Rewrite the items starting at the line containing "the calculator, each" and ending at the line containing "Target: calculator", swapping "calculator" for "stapler" and leaving everything else unchanged.

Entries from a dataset
* * *

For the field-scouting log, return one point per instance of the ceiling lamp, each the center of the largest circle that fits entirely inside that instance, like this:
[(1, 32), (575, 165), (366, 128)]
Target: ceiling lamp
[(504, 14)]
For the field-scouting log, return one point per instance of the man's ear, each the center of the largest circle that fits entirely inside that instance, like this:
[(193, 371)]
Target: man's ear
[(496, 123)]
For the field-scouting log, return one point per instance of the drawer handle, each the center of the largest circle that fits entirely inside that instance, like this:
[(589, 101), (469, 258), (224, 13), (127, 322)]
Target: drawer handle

* * *

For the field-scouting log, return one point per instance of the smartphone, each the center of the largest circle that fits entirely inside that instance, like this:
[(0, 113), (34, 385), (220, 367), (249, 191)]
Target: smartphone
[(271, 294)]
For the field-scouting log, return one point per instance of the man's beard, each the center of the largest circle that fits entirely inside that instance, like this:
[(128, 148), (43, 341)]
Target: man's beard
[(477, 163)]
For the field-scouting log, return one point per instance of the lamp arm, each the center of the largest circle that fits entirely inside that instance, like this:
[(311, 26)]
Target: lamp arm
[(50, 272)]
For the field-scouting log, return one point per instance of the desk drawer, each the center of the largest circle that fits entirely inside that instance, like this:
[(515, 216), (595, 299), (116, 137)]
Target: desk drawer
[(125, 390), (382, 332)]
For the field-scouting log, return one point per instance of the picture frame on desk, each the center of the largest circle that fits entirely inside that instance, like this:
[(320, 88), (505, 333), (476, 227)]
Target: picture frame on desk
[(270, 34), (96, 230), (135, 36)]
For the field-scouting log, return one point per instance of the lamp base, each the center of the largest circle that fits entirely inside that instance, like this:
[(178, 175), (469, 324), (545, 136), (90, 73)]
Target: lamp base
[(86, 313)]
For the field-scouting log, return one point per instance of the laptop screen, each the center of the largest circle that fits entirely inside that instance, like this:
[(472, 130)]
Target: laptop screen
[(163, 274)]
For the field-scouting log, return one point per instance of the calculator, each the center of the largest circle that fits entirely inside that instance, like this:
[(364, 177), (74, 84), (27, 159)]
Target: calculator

* * *

▶ **TASK RESULT**
For the field-scouting log, return one point per instance of the stapler, each the center of the largest circle that fits entirely inside that instance, like this:
[(364, 177), (74, 84), (27, 159)]
Target: stapler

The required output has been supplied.